(Stored dataset items)
+++

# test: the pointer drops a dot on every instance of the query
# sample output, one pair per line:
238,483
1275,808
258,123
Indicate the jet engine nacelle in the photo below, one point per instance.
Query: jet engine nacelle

+++

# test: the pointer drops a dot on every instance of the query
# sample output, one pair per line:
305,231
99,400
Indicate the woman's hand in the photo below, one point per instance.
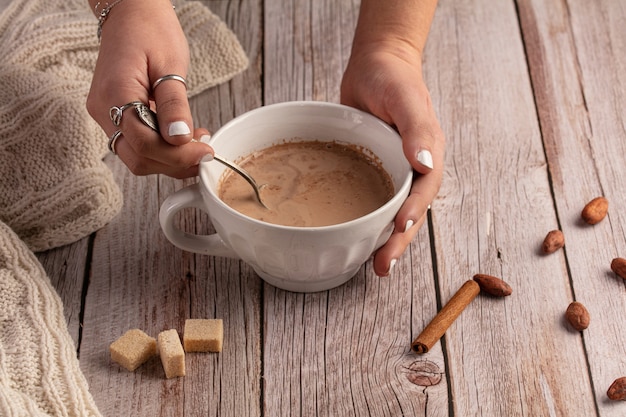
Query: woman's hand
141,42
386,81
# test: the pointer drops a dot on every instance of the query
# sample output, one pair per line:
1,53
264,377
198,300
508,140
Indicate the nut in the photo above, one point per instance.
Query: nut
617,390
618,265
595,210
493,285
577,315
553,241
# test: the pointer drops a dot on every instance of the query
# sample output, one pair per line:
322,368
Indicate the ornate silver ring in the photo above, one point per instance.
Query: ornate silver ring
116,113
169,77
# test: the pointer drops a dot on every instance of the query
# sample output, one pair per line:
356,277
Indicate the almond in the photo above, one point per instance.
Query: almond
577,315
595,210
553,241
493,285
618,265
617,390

+++

→ Requirement: In the entries above, some lines hold the string "below". Copy each of them.

→ Answer to the problem:
Indicate the jet engine nacelle in the photo below, one point per instance.
Indicate the woman's hand in the photo below, one point per instance.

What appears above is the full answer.